Count the lines in the items below that contain the word "lamp", where case matters. Reply with the number alone.

begin

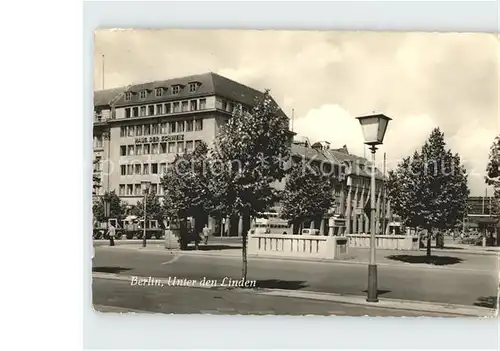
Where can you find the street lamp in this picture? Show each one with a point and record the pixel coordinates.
(374, 128)
(145, 189)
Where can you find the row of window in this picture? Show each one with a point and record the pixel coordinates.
(167, 108)
(135, 189)
(176, 89)
(162, 128)
(143, 169)
(159, 148)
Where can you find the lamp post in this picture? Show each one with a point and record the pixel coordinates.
(145, 188)
(374, 128)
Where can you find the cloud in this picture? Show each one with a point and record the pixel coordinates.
(421, 80)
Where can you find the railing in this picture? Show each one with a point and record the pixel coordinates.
(313, 246)
(385, 242)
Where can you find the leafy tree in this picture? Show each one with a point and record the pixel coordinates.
(249, 155)
(429, 189)
(308, 193)
(493, 174)
(115, 211)
(186, 185)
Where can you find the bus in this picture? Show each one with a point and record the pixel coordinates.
(270, 223)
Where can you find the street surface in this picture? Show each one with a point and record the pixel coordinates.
(120, 296)
(464, 283)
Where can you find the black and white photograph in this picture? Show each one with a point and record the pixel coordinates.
(294, 172)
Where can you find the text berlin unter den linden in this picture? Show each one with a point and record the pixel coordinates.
(184, 282)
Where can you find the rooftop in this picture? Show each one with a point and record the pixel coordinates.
(206, 84)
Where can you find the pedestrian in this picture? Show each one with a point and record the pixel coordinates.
(111, 233)
(206, 231)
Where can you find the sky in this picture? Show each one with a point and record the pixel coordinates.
(420, 80)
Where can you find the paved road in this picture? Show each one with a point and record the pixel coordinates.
(434, 284)
(120, 296)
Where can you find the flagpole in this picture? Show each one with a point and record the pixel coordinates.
(102, 72)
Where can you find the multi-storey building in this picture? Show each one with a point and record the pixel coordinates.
(139, 129)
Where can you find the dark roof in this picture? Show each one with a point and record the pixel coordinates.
(104, 97)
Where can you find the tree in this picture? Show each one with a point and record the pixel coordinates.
(154, 209)
(493, 174)
(186, 184)
(249, 155)
(429, 189)
(115, 209)
(308, 193)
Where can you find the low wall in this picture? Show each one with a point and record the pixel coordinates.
(313, 246)
(385, 242)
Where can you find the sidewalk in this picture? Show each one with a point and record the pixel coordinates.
(412, 259)
(116, 290)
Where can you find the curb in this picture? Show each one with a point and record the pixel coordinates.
(394, 304)
(202, 253)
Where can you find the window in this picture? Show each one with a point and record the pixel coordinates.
(159, 109)
(194, 105)
(154, 168)
(171, 127)
(163, 128)
(138, 130)
(138, 149)
(180, 147)
(171, 148)
(163, 168)
(175, 107)
(199, 124)
(130, 150)
(98, 141)
(154, 149)
(137, 189)
(180, 126)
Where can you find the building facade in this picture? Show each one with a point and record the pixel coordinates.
(139, 129)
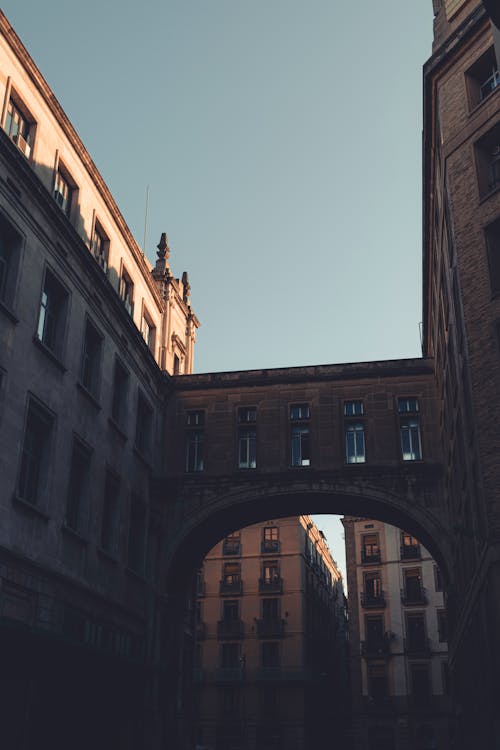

end

◆ Answer to this problem
2